Excerto fornecido —

☆ ☆ ☆ ☆

Passarinhas e sardões

No dia em que se celebra a mártir Santa Luzia, ocorre o arraial das passarinhas, uma das mais singulares festas tradicionais vimaranenses, onde a religiosidade popular surge embebida em manifestações de carácter profano, nas quais a fé no poder protector da Santa se encontra com práticas imbuídas de boa dose de malícia inofensiva.

A romaria de Santa Luzia tem lugar, em cada 13 de Dezembro, junto da pequena capela que é dedicada à padroeira dos males dos olhos, construída pelo ano de 1600, no mesmo lugar da rua que lhe tomou o nome onde antigamente se situava uma gafaria (recolhimento de leprosos) para mulheres. A origem desta romaria está esquecida na memória dos séculos. É promovida pela Colegiada da Oliveira, havendo fama de que o seu rendimento em dinheiro, resultante das ofertas dos devotos, não será desprezível. A devoção a Santa Luzia é, entre nós, muito grande, não se circunscrevendo ao dia da romaria (o dia do ano em que a capela está aberta), conforme pode testemunhar quem passa à sua porta e vê as velas que constantemente ali são postas a arder em cumprimento de promessas.

Apesar da passagem do tempo e da mudança de costumes, a romaria de Santa Luzia continua a marcar presença de relevo no calendário devocional e festivo das gentes de Guimarães, que acorrem em grande número para fazerem e cumprirem promessas. Durante a romaria, realiza-se uma feira, que se estende pelos passeios da rua, onde tradicionalmente se faz a venda dos frutos secos típicos desta época do ano, com a castanha como rainha.

A festa de Santa Luzia de Guimarães distingue-se de todas as outras por nela ocuparem lugar central, além da santa protectora dos olhos, uns objectos de diferentes formatos que se expõem nas bancas das vendedeiras, moldados em massa de centeio ou de trigo, revestidos com uma cobertura branca de açúcar e alindados com pedacinhos de papel colorido, fitas e laçarotes. Essas guloseimas açucaradas assumem diversas figuras, que representam, nomeadamente, cornetas, cruzes, relógios, cães ou cavalos. Mas, nesse dia, o centro das atenções é ocupado pelas passarinhas (que competem com Santa Luzia para darem o nome ao arraial) e pelos sardões.

Não será necessário grande conhecimento de linguagem simbólica nem de gíria de carácter sexual para fazer associações coloridas entre aqueles objectos e o seu significado. Entre as centenas de designações populares que se aplicam aos órgãos genitais feminino e masculino, a passarinha e o sardão são dos mais utilizados no linguarejar do nosso povo.

☆ ☆ ☆ ☆

Conjunto de tarefas —
**1)** Reproduza o trecho do texto sobre a romaria de Santa Luzia entre "No dia em que" e "de malícia inofensiva.", inclusive.
**2)** No texto sobre a romaria de Santa Luzia, que figuras são enumeradas logo após a palavra "nomeadamente"? Liste-as todas.
**3)** Segundo o texto sobre a romaria de Santa Luzia, em que dia do ano tem lugar a romaria?

☆ ☆ ☆ ☆

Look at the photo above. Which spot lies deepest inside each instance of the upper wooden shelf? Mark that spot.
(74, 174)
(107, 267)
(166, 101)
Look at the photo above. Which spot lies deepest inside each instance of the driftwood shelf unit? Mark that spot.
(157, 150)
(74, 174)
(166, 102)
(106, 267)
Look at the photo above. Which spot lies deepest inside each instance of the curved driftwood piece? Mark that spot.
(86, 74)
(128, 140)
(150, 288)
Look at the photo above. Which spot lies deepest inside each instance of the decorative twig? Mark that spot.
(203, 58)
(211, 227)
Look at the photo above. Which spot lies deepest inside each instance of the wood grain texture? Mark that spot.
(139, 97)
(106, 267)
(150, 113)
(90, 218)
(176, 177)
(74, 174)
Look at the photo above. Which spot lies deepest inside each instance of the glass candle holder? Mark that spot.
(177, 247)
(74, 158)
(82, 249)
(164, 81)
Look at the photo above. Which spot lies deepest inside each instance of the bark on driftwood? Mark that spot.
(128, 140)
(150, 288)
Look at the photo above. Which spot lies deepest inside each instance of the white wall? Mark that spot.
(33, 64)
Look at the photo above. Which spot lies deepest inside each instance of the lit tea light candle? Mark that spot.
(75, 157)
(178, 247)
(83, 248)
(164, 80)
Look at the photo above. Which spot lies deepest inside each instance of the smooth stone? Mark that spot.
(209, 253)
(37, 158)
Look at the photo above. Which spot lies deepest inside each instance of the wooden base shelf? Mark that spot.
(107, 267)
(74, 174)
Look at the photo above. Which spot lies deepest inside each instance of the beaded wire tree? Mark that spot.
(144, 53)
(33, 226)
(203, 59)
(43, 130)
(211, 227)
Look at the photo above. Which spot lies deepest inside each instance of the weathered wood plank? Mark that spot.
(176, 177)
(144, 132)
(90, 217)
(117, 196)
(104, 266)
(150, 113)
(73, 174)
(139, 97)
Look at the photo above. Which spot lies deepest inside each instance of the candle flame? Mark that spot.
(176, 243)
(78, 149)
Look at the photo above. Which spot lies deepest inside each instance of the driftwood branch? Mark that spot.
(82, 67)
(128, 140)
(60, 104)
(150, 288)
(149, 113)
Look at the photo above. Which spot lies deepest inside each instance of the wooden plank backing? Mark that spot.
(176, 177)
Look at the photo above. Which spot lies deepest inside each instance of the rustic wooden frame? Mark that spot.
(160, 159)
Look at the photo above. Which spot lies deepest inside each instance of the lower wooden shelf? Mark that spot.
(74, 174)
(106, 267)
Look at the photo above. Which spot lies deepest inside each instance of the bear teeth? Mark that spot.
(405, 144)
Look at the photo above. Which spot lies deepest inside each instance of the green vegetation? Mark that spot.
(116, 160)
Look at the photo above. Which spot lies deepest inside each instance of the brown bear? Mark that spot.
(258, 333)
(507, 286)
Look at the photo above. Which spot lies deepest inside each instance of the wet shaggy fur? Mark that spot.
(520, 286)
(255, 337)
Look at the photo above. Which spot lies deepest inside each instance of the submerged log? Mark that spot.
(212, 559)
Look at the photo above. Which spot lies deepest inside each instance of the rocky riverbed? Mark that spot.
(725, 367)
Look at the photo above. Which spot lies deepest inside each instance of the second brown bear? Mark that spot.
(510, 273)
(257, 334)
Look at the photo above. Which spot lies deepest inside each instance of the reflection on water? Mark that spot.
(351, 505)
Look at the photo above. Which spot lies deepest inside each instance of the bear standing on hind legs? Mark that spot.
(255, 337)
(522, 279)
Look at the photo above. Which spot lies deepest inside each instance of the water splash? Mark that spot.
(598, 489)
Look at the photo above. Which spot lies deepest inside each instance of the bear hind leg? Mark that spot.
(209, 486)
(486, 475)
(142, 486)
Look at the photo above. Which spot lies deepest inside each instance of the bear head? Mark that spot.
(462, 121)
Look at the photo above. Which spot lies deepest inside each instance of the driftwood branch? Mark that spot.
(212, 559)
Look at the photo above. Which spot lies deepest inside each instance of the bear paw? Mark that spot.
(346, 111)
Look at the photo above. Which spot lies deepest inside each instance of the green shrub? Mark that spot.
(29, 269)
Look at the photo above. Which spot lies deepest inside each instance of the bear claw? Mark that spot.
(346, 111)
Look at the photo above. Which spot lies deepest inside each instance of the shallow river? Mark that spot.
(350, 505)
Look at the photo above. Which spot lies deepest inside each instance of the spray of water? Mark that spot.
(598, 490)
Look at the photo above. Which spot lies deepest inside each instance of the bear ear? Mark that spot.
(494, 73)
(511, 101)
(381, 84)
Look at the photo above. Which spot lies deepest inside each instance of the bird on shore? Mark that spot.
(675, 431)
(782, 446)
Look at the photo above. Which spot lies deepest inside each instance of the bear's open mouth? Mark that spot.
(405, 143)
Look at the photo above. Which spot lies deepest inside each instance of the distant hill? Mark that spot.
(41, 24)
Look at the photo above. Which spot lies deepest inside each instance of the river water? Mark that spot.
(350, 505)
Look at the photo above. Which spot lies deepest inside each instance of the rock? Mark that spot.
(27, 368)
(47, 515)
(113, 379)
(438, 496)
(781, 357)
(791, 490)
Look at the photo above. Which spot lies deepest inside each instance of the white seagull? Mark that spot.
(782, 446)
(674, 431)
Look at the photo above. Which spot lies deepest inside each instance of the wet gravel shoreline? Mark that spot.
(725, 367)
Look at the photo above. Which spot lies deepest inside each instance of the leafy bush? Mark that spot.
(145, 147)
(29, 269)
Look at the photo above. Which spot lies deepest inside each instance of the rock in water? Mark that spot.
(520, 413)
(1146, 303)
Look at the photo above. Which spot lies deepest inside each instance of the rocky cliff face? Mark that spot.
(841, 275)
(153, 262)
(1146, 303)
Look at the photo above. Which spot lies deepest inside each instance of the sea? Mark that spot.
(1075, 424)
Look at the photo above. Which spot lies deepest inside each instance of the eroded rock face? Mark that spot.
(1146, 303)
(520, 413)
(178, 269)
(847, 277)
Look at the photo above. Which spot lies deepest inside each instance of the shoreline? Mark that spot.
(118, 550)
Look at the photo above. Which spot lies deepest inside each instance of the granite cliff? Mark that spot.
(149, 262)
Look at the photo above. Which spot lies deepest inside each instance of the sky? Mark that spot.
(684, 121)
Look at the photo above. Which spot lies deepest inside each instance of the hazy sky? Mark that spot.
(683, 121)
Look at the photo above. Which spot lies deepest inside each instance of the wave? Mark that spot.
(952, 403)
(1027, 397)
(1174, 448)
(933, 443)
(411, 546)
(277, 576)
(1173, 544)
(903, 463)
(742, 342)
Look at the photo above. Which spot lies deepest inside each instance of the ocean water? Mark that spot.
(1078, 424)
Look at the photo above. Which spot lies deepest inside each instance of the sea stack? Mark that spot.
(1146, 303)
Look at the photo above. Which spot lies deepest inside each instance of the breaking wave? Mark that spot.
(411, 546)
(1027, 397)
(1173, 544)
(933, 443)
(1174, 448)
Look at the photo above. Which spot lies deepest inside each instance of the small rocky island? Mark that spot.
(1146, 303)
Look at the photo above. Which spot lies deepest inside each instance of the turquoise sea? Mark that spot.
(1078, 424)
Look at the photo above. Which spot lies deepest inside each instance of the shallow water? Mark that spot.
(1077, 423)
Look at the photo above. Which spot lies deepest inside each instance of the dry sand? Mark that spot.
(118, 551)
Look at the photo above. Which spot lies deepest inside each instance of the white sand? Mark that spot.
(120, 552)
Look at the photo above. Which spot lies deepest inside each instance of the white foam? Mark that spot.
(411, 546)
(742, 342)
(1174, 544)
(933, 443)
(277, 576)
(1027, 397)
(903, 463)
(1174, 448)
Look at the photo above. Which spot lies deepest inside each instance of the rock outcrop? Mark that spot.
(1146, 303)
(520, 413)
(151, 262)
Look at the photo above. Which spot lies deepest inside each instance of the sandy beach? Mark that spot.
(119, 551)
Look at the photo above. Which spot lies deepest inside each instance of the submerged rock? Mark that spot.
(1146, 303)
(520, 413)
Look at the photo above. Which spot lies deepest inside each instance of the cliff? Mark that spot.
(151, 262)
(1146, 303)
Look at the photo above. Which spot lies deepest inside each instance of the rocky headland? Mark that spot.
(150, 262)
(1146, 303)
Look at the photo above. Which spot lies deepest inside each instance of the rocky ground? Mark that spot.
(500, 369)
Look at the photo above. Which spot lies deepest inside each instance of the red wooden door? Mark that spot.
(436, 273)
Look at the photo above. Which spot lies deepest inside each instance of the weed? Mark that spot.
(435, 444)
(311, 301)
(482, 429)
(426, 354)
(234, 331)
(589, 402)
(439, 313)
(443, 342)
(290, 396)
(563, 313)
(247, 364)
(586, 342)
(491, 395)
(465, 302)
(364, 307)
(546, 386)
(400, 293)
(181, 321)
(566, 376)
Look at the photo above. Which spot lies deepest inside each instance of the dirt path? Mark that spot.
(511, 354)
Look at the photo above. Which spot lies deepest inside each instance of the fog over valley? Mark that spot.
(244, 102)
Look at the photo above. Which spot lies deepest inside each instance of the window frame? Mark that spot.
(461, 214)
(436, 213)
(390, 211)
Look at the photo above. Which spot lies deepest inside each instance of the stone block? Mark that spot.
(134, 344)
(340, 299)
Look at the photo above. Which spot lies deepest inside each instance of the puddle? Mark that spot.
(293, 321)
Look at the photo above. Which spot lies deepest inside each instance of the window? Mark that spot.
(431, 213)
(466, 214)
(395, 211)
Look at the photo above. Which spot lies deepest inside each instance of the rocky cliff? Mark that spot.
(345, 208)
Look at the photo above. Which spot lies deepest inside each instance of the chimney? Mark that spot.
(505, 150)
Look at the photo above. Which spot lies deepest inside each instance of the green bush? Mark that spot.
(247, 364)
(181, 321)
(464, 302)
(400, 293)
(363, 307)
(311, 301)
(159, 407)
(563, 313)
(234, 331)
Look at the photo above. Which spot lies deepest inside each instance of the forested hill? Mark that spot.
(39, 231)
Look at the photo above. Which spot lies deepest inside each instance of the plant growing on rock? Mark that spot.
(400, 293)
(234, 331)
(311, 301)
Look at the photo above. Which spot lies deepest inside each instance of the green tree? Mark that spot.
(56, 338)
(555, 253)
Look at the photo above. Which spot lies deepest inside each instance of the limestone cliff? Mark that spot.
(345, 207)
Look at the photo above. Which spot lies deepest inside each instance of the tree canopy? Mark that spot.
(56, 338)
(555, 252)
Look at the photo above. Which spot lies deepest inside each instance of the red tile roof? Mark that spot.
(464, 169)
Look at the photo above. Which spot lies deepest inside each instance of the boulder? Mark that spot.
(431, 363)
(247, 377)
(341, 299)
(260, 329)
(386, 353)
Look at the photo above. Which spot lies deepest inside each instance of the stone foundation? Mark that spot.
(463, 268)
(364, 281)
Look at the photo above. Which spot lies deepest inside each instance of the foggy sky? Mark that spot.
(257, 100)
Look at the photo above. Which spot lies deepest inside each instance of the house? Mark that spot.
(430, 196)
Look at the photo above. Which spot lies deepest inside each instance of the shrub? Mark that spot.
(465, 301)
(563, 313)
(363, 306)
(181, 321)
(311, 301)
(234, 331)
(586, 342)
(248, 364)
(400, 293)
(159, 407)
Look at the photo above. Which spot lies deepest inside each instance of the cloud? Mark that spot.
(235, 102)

☆ ☆ ☆ ☆

Respostas às tarefas —
**1)**
No dia em que se celebra a mártir Santa Luzia, ocorre o arraial das passarinhas, uma das mais singulares festas tradicionais vimaranenses, onde a religiosidade popular surge embebida em manifestações de carácter profano, nas quais a fé no poder protector da Santa se encontra com práticas imbuídas de boa dose de malícia inofensiva.

**2)** Cornetas, cruzes, relógios, cães e cavalos.

**3)** A 13 de Dezembro.